== POLECENIE PISEMNE ==
Wyodrębnij z danych wiersze od tego, który zawiera „TARGET: brown mountain slope”, do ostatniego wiersza danych włącznie, i przepisz je bez żadnych zmian.

== PRZEKAZANE DANE ==

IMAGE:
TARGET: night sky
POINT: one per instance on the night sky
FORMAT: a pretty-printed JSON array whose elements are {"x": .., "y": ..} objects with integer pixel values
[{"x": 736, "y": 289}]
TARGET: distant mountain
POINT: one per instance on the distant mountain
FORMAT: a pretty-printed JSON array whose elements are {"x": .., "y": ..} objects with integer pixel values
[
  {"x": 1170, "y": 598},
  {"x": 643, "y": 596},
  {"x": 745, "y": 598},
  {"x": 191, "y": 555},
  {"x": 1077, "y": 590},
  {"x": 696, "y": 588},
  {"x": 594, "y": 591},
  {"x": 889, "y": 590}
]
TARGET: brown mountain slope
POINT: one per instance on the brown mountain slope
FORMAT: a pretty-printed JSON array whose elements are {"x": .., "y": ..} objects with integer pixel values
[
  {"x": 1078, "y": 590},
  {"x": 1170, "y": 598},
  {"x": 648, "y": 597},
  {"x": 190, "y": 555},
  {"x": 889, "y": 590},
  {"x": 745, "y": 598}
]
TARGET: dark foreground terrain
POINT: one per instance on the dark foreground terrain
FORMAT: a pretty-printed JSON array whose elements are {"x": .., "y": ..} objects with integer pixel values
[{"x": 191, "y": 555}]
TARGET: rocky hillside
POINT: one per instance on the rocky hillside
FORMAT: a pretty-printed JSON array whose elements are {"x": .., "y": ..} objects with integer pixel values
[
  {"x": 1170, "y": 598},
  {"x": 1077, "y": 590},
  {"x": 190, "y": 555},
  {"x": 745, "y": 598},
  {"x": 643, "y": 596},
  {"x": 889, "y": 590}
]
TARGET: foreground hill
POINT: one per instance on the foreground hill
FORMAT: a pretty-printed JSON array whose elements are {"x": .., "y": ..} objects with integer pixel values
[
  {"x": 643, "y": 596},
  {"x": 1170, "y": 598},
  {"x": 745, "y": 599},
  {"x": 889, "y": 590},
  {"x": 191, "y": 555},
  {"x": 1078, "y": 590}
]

== ROZWIĄZANIE ZADANIA ==
TARGET: brown mountain slope
POINT: one per instance on the brown mountain slope
FORMAT: a pretty-printed JSON array whose elements are {"x": .., "y": ..} objects with integer pixel values
[
  {"x": 1078, "y": 590},
  {"x": 1170, "y": 598},
  {"x": 648, "y": 597},
  {"x": 190, "y": 555},
  {"x": 889, "y": 590},
  {"x": 745, "y": 598}
]
TARGET: dark foreground terrain
POINT: one per instance on the dark foreground terrain
FORMAT: a pretty-printed JSON array whose elements are {"x": .., "y": ..} objects with integer pixel values
[{"x": 191, "y": 555}]
TARGET: rocky hillside
POINT: one per instance on the rocky hillside
FORMAT: a pretty-printed JSON array whose elements are {"x": .., "y": ..} objects with integer pixel values
[
  {"x": 1170, "y": 598},
  {"x": 1077, "y": 590},
  {"x": 190, "y": 555},
  {"x": 745, "y": 598},
  {"x": 643, "y": 596},
  {"x": 889, "y": 590}
]
TARGET: foreground hill
POINT: one per instance on the foreground hill
FORMAT: a pretty-printed JSON array whose elements are {"x": .., "y": ..} objects with integer pixel values
[
  {"x": 643, "y": 596},
  {"x": 1170, "y": 598},
  {"x": 745, "y": 599},
  {"x": 889, "y": 590},
  {"x": 191, "y": 555},
  {"x": 1078, "y": 590}
]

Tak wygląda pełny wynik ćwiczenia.